The Earlybird: Today's headlines

Bush defends missile defense, Frist courts Dole, Senate to vote on education, bombing on Vieques to end, Gore gets a new office:

  • During a NATO summit with 19 world leaders Wednesday, President Bush "defended his proposed missile defense system," the Houston Chronicle reports. Other leaders "remained divided on the wisdom of lending support to what many view as an expensive, dangerous and unproven weapons interceptor."
  • Bush also asked the world leaders to set aside the Anti-Ballistic Missile Treaty "in order for the United States to move ahead with development of a missile defense shield," the Washington Times reports.
  • After the meeting Bush said that "he had found 'new receptivity'" toward the missile defense plan, the Boston Globe reports.
  • The leaders of France and Britain urged Bush yesterday "to back a greater NATO military role in the Macedonia crisis or stand back and watch his European allies take the initiative," Reuters reports.
  • Today Bush meets with European Union leaders in Göteborg, Sweden, where he is "expected to face tough questions and public protests directed at his environmental policies," USA Today reports.
Votes And Debates
  • The Senate is expected to approve the education reform bill today, Reuters reports. "But before the vote, the Senate must wade through a range of final amendments that could undercut bipartisan support for the measure."
  • "Senate negotiators have reached a deal that would extend a moratorium on new Internet taxes until 2006 but open the door to increased collection of existing sales taxes that now go largely unpaid on Internet and catalogue sales," USA Today reports.

[Point localization data]
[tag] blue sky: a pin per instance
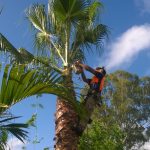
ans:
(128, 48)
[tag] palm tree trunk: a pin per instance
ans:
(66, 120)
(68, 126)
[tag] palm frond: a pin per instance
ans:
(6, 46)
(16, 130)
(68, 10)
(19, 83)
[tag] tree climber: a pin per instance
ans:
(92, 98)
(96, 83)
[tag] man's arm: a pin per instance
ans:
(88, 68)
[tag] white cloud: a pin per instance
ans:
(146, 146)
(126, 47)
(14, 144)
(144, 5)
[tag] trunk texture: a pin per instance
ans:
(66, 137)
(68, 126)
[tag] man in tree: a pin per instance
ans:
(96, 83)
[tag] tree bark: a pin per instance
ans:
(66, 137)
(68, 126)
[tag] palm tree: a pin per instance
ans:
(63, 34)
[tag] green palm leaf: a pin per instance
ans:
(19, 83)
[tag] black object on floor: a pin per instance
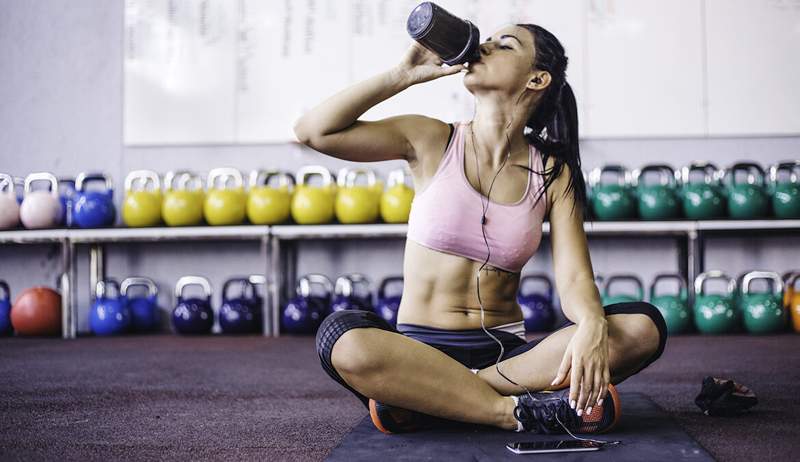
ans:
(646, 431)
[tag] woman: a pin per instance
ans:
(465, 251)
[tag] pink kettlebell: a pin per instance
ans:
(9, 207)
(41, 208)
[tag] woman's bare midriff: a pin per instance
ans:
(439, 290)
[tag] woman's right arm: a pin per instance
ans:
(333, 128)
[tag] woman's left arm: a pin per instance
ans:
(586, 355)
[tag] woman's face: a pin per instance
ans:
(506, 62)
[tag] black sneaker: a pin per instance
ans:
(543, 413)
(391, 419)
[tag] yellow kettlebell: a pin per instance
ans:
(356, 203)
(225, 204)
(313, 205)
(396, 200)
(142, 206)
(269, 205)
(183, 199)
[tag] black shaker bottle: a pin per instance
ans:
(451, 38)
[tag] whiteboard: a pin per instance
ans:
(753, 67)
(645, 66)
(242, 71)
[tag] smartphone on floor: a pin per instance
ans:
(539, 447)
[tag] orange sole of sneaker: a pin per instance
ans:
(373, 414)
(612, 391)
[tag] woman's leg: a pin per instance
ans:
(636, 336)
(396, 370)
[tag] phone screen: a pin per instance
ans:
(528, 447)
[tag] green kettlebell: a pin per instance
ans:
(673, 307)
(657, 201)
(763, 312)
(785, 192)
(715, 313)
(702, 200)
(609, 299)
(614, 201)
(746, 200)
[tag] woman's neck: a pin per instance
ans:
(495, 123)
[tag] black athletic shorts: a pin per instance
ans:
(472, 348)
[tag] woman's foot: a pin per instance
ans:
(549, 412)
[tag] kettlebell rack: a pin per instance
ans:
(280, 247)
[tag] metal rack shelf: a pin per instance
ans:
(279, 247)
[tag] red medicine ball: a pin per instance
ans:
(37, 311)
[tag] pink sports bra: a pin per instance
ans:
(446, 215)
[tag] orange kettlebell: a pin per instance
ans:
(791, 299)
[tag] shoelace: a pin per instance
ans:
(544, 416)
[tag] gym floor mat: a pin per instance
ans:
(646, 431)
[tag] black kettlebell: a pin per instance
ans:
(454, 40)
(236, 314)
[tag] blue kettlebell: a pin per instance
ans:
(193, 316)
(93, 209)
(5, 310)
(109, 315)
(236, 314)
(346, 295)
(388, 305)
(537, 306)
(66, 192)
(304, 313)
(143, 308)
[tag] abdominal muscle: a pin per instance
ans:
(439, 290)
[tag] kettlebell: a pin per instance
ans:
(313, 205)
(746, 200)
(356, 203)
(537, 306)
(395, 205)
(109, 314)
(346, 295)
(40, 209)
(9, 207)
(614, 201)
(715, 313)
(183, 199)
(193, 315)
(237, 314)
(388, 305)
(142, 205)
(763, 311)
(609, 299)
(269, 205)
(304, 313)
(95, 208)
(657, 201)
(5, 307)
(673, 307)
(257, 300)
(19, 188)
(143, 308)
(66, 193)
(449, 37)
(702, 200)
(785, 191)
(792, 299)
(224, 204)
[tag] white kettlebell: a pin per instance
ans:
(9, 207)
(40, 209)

* * *

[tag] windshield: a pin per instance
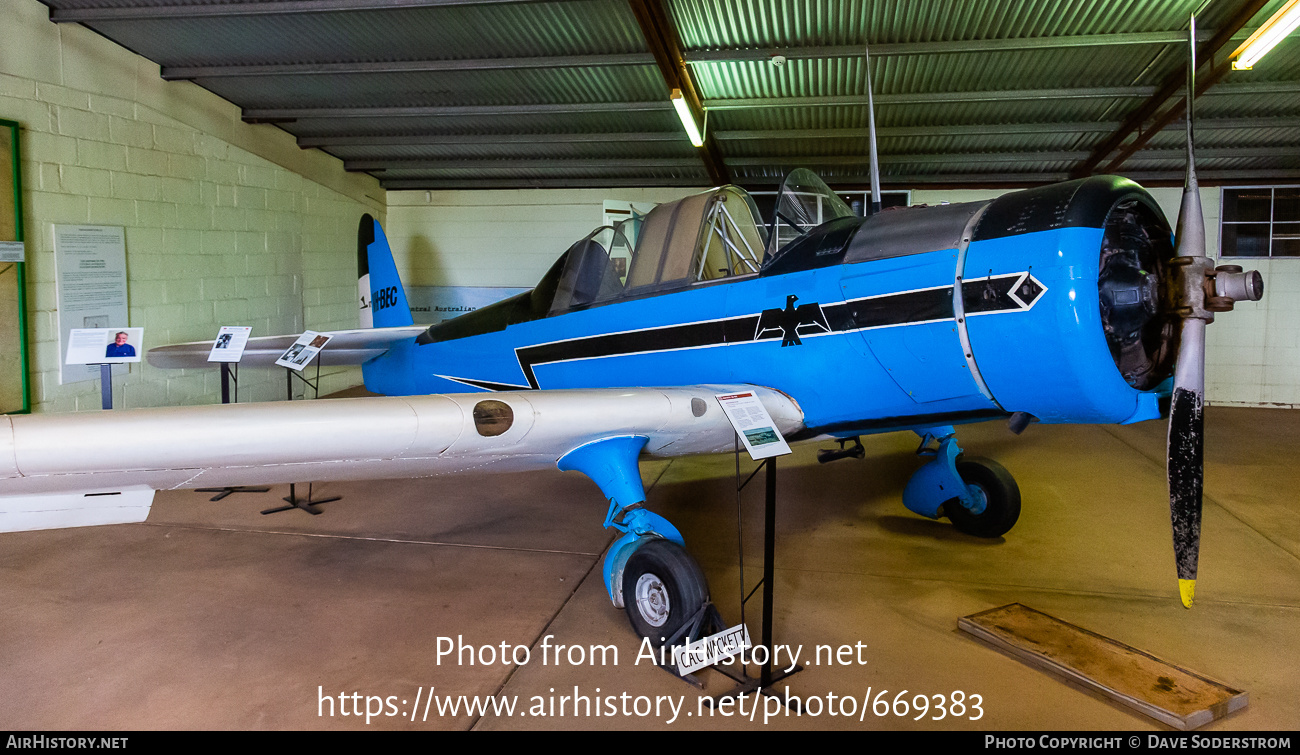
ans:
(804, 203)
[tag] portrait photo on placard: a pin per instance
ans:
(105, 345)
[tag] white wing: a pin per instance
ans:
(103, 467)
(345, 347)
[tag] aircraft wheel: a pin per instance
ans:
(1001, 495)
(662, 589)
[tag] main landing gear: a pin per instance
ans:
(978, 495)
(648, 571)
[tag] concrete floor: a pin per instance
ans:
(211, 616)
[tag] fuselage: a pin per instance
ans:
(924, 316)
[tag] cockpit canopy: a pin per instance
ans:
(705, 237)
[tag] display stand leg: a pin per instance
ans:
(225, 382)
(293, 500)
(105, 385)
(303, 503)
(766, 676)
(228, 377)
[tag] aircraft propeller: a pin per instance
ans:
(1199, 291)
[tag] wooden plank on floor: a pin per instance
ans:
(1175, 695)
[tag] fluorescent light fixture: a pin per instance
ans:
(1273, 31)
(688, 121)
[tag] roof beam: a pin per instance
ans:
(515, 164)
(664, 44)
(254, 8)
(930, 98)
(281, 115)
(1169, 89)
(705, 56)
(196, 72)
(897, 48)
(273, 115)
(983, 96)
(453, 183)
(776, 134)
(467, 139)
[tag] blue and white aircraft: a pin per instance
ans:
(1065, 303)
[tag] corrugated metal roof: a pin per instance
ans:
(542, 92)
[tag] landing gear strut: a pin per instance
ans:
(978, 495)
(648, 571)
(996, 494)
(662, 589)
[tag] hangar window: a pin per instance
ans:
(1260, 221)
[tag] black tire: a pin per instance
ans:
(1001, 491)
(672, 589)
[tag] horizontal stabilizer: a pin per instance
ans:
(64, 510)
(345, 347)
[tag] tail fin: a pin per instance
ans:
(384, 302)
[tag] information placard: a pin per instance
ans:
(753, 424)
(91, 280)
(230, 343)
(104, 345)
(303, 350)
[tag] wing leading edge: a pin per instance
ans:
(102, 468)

...

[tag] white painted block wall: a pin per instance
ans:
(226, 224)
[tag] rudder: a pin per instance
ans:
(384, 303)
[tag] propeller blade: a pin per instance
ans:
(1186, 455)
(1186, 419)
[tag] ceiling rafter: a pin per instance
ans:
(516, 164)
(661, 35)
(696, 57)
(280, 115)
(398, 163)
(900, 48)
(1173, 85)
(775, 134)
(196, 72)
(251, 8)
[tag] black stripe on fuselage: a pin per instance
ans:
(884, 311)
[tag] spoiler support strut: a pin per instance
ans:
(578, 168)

What you will do =>
Continue the Earlybird news headlines digest from its last bullet.

Answer space =>
  • "As both sides dug in their heels over the final details of a deal to reorganize Senate committees, GOP negotiators complained that the Democrats have yet to make the right offer to reach a settlement," Roll Call reports.
  • Sen. John McCain, R-Ariz., "yesterday called for an investigation into the $1 billion in profits taken by investors in the Mohegan Sun Casino in Connecticut in apparent evasion of federal law," the Boston Globe reports.
  • The House voted 422-2 on Wednesday to "condemn Sudan's human rights record and to prohibit foreign oil companies doing business with Sudan from raising money in American markets," the Washington Times reports.
  • House Republicans introduced legislation Wednesday that would give the president "power to negotiate trade deals with other countries, leaving Congress only to approve or reject, but not amend, such agreements," UPI reports.
  • "The House Judiciary Committee on Wednesday put a glaring stamp of disapproval on the controversial 'Tauzin-Dingell' broadband bill," National Journal News Service reports.
  • Rep. Charlie Norwood, R-Ga., on Wednesday "broke with the White House and said he'd support legislation to give patients the right to sue HMOs," CBSNews.com reports.
Testing The Limits
  • "The Federal Energy Regulatory Commission is expected to approve a plan proposed by Congressional Republicans that would significantly expand the agency's efforts to limit electricity prices in California and other Western states," the New York Times reports.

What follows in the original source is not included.